**Explore the material**
- 1) Answer these questions about the storm update:
(a) When is Kiawah expected to be impacted by the storm?
(b) Which earlier storm are the Town and KICA using as a model for their planning?
(c) Where are Sheriff Deputies stopping motorists?
- 2) Write the next part of the storm update, picking up after its final sentence.

**Text shown**
----

September 13, 2018
News – Update of Storm Forecast and Planning from Mayor Weaver
During the past two days, the forecast for Kiawah has changed with each hurricane center update. Yesterday we were planning for more prolonged tropical storm conditions. This morning the forecast is more positive. Since Kiawah is not expected to be impacted until late Saturday or Sunday, this will undoubtedly change again.
Based on the weather advice available to us, the Town and KICA are planning for a storm scenario much like Hurricane Matthew two years ago. Some tropical storm winds, with higher gusts, and heavy rain. We are not expecting hurricane force winds and we are not expecting significant storm surge.
If you were on Kiawah two years ago, you will remember the impact from Matthew. We saw a great deal of debris from trees and other vegetation, a few uprooted trees, heavy street flooding, especially on the Parkway, and damage to the beach and walkovers. We did not see damage to structures, and because of the minimal storm surge there was little flooding of homes.
The Town and KICA are already coordinating to make a quick assessment of the island as soon as the weather clears and commence clean up, so residents can return as quickly as possible. Our goal is for an immediate return, but please recall that with Matthew work crews needed about 24 hours after the storm passed to get our major roads open, and electrical power did not return until after that.
The island this morning is quiet. It appears that almost all residents have left, and all businesses are closed. Sheriff Deputies are stopping motorists at Betsy Kerrison, so the island is secured.

----

**Material provided**
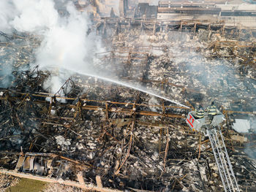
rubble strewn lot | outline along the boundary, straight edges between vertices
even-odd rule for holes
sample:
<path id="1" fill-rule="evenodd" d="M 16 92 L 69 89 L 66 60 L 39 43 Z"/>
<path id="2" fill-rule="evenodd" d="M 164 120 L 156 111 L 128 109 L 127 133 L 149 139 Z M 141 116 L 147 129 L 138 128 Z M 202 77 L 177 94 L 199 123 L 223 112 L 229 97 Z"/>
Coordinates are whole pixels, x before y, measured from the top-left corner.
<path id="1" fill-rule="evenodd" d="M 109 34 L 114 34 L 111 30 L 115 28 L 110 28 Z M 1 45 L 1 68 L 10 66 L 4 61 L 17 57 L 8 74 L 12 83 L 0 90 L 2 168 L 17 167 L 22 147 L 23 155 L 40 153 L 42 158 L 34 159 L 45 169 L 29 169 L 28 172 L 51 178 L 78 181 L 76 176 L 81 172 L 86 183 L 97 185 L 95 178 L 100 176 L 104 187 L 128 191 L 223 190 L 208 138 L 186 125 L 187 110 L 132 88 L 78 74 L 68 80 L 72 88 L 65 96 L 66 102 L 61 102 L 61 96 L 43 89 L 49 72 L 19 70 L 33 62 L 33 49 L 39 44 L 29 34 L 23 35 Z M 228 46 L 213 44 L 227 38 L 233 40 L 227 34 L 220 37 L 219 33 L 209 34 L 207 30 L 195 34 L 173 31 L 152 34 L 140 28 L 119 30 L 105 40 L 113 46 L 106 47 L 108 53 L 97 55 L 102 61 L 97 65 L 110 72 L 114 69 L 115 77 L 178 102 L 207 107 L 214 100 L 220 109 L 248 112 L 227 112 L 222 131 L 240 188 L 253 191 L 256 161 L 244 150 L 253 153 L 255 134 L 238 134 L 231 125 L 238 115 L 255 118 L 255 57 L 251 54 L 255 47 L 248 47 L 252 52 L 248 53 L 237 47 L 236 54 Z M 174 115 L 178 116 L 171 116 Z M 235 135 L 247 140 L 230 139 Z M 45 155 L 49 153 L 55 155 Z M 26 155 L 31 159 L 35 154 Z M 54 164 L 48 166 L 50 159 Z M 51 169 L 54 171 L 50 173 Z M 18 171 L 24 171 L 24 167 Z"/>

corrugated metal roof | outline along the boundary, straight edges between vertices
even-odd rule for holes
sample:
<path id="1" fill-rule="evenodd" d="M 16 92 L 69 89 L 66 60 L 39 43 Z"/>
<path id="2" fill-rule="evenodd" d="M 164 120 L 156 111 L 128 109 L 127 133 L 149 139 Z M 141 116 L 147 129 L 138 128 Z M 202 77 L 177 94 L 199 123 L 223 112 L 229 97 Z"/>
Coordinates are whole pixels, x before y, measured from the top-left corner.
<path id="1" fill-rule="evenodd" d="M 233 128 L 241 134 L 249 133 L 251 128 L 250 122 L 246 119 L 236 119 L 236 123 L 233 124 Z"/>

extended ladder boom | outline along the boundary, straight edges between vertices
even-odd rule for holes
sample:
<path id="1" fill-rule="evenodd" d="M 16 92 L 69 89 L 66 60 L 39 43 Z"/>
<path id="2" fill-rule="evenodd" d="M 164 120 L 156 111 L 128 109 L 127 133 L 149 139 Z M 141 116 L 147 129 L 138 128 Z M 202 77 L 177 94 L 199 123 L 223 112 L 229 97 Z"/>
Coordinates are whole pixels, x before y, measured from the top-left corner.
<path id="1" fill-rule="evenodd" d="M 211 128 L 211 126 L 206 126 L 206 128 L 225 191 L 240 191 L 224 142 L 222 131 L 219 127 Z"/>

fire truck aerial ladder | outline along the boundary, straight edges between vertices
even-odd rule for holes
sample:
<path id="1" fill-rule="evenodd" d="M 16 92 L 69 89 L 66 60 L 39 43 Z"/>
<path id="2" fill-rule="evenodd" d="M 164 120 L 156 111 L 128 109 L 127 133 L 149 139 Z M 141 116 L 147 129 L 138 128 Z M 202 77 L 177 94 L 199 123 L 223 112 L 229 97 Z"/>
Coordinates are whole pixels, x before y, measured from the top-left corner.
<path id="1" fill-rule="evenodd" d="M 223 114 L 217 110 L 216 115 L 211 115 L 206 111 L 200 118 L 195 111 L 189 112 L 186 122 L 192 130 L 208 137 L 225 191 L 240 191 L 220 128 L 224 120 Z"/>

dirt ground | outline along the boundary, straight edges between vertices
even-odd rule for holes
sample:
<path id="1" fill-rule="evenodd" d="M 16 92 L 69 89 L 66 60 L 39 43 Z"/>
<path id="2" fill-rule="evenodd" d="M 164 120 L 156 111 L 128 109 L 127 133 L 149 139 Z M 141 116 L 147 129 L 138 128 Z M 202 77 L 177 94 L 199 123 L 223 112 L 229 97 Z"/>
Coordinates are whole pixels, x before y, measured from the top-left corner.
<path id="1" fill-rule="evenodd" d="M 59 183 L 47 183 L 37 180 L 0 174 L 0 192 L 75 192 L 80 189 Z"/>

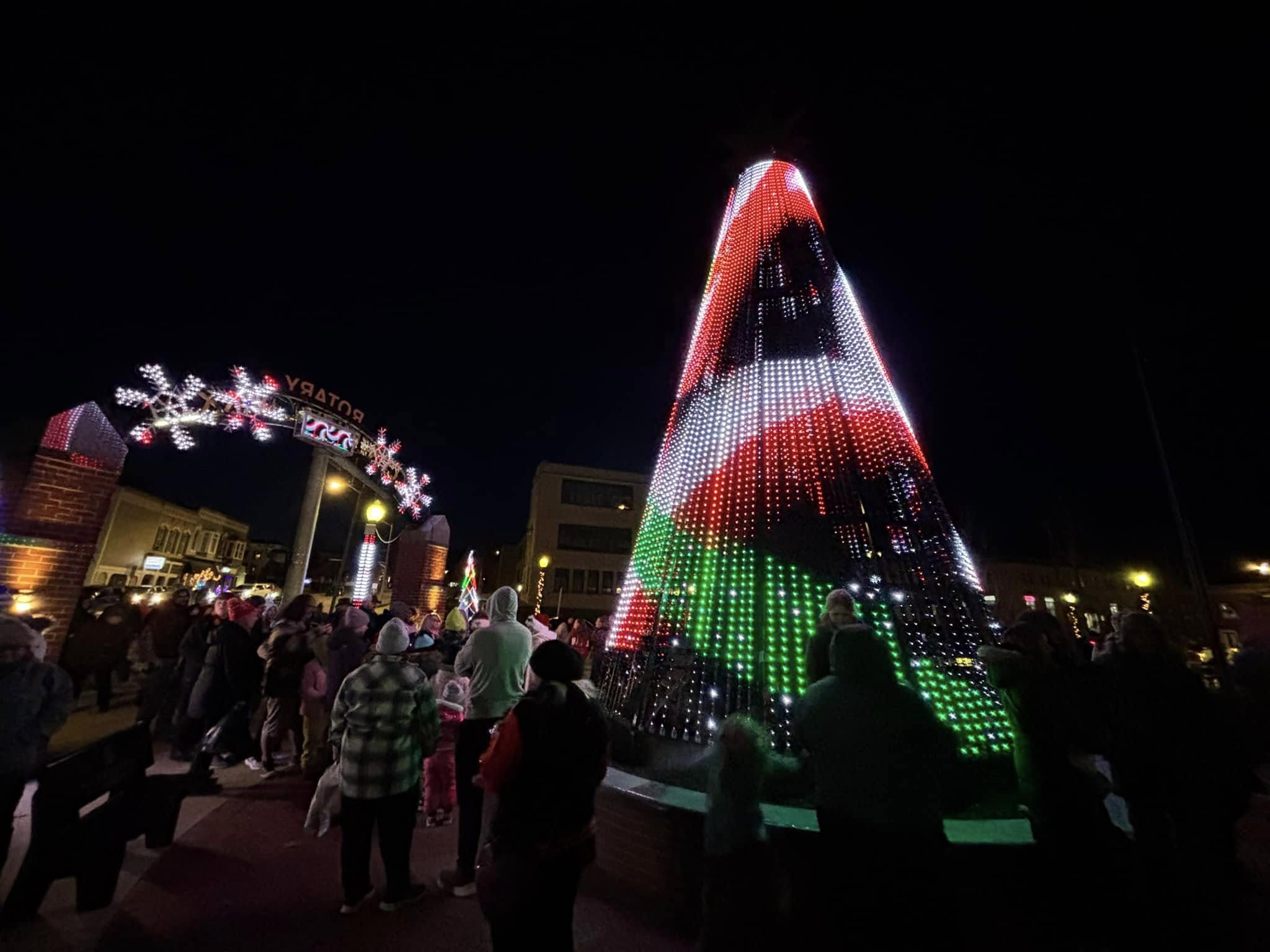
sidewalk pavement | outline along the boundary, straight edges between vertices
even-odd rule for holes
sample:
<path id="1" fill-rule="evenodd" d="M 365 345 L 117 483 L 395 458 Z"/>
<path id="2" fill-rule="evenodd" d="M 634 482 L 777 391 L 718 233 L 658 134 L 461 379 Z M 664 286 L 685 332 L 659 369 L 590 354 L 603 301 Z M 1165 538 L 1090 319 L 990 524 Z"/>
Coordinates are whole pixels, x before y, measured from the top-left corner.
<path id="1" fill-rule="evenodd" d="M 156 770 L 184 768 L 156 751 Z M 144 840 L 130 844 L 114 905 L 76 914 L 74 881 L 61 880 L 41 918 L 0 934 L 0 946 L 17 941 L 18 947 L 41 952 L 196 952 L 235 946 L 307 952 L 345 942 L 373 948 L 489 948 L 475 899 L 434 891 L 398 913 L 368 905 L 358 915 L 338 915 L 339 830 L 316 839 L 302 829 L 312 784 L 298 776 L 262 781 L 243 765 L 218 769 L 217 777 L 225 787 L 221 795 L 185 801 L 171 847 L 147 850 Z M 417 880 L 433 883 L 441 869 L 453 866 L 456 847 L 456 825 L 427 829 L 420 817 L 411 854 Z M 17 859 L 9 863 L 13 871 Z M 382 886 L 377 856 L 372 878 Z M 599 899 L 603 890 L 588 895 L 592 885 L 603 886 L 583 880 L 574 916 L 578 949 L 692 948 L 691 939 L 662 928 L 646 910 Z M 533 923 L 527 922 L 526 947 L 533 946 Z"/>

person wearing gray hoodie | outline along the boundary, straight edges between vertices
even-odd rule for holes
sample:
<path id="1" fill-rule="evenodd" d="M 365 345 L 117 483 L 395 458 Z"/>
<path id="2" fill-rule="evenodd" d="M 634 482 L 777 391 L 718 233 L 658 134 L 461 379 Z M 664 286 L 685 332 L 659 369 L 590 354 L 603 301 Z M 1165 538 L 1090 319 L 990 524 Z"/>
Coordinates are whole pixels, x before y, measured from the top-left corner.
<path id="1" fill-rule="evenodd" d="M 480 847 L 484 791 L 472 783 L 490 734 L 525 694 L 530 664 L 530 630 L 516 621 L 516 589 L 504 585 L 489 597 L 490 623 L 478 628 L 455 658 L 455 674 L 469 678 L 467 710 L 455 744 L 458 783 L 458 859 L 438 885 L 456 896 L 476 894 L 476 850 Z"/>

----

**Answers to the tasks**
- 1)
(a) Late Saturday or Sunday.
(b) Hurricane Matthew, two years ago.
(c) At Betsy Kerrison.

- 2)
The Town will continue to send out its regular updates each afternoon. We will update you on the forecast, conditions on the island, and information to help you plan for your post-storm return.
Berkeley Electric has urged residents of the islands to prepare for extended outages. This is especially important for members who have medical needs requiring power. Berkeley Electric Cooperative cannot guarantee uninterrupted power during a major outage and will not be able to provide a timeline for restoration until after the storm has passed and the damage to the system can be evaluated. We will keep you advised.
As I said in my message Tuesday, the forecast for this storm is fluid and we hope that all of this caution and planning is unnecessary. But we are continually reminded that this storm has been difficult to predict, and these expectations can change. You should be assured that the employees of the each of Kiawah’s governing, business, and public safety organizations are prepared and working as a team to deal with whatever might occur.